== CHALLENGE ==
Put each line of the material below into a numbered list, skipping any blank lines. Leave the pictures out of your answer.

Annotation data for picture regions
....

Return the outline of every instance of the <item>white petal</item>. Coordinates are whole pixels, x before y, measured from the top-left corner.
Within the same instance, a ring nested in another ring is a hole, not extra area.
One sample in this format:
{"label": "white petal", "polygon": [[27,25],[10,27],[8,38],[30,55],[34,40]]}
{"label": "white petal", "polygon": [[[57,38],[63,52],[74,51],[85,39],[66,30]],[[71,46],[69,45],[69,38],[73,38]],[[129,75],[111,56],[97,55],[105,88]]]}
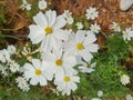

....

== TASK RESPONSE ==
1. Return the outline of every instance of the <item>white petal</item>. Coordinates are whole pixels, x before y, measured from the top-left corner.
2. Within the same instance, a ring nested in another ring is a hole, not extra area.
3. One sample in this format:
4. {"label": "white petal", "polygon": [[27,25],[10,27],[8,38],[30,55],[34,40]]}
5. {"label": "white petal", "polygon": [[[57,38],[63,52],[74,51],[85,39],[66,30]],[[71,46],[69,45],[69,38],[73,38]],[[129,75],[111,56],[97,55],[105,88]]]}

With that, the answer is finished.